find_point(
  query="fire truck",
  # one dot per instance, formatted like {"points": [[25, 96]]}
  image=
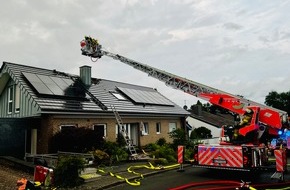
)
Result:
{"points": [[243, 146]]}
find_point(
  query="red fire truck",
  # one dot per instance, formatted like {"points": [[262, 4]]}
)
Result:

════════════════

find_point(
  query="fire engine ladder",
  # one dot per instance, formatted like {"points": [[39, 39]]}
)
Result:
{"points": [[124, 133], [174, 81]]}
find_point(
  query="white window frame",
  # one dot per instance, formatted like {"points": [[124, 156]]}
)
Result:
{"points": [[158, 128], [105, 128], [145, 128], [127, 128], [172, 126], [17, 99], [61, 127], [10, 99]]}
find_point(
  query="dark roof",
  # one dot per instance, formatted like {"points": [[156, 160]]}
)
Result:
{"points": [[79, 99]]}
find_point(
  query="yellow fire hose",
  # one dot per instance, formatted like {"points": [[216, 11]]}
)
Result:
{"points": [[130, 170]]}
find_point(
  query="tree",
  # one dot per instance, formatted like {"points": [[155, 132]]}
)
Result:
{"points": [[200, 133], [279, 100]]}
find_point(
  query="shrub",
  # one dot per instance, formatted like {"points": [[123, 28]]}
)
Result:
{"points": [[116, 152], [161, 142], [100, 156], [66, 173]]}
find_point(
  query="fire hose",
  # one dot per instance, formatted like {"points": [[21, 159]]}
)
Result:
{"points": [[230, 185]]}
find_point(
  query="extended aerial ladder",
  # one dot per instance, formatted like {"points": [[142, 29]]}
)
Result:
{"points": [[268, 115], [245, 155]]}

════════════════

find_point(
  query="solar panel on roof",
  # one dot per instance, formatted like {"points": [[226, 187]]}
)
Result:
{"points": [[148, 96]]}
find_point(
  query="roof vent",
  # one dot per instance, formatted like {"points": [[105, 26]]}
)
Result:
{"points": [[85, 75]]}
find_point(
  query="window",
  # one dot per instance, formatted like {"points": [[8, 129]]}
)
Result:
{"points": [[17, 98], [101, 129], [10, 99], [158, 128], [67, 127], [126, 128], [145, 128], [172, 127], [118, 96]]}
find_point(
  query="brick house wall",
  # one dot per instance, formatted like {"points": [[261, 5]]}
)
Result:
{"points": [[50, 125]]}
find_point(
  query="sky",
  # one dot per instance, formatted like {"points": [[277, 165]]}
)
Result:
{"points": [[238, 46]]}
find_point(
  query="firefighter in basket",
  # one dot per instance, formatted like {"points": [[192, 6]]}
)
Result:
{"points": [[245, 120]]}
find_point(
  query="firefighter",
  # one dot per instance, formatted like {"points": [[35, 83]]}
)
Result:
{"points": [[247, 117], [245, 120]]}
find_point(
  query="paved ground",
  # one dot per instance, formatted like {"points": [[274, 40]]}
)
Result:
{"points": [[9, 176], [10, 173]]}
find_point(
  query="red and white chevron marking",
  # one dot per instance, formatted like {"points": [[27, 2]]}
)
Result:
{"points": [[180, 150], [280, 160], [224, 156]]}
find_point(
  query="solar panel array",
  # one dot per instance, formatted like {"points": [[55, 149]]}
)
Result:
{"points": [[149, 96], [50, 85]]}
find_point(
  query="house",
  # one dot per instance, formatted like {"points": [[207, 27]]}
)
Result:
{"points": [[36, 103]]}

════════════════

(完成任务): 从上面的数据中选出所有含有字符串“ladder”的行，并逐行抄写出来。

(练习结果):
  query="fire engine ladder",
  query="extended aerial ladder",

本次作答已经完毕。